▸ Tarea indicada a: Repite tal cual las filas que están más abajo, desde la que contiene "Place one keypoint on each instance of the man in olive" hasta la última fila, las dos incluidas.

LA autocrítica más clara que nos hicimos los matemáticos dos décadas atrás fue que estábamos enseñando los contenidos de la disciplina en sentido temporal inverso al desarrollo histórico de la misma, empezando con las construcciones más recientes y abstractas, de mayor complejidad, para después retroceder en el tiempo hacia temas más clásicos, las basados en el cálculo y la geometría. Y, como resultado, muchos alumnos se frustraban y descolgaban, encontrando la carrera difícil en exceso y sin que satisficiera sus expectativas. La abstracción no debe llegar prematuramente.

Volvimos a las fuentes, recuperamos el orden cronológico, nos reconciliamos con la historia de nuestra ciencia y conseguimos sintonizar de nuevo con nuestro agradecido público: los alumnos.

▸ Tarea indicada b: Según el texto dado, ¿cuál fue la autocrítica más clara que se hicieron los matemáticos hace dos décadas?

▸ Filas extraídas:
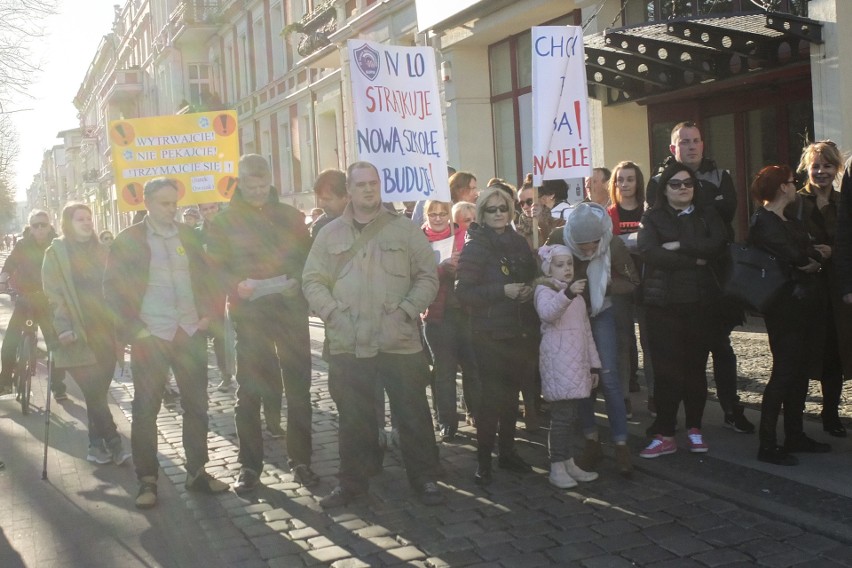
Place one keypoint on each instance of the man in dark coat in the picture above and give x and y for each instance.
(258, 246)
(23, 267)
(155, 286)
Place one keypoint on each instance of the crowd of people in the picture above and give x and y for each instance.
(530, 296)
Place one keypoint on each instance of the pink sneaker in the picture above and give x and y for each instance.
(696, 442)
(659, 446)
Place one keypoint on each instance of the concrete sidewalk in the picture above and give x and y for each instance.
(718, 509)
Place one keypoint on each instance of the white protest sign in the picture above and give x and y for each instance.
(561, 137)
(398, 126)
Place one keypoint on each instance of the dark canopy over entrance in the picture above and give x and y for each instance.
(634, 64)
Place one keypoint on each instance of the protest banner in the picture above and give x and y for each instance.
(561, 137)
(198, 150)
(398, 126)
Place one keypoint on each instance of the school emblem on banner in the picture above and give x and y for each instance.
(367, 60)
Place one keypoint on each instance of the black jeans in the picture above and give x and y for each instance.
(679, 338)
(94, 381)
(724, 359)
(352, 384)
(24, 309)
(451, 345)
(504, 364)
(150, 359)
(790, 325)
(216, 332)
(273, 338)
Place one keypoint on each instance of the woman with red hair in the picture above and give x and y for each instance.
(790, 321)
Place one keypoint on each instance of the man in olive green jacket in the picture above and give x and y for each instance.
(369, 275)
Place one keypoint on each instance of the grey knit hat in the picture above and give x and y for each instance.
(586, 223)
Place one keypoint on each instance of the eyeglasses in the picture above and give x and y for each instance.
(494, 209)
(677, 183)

▸ Resultado final a:
Place one keypoint on each instance of the man in olive green jacket in the picture above and give x and y for each instance.
(369, 275)
Place one keypoint on each instance of the grey knit hat in the picture above and give x and y for each instance.
(586, 223)
Place one keypoint on each instance of the eyeglasses in the picture above and give x and y for each instance.
(494, 209)
(677, 183)

▸ Resultado final b: Que enseñaban los contenidos de la disciplina en sentido temporal inverso a su desarrollo histórico.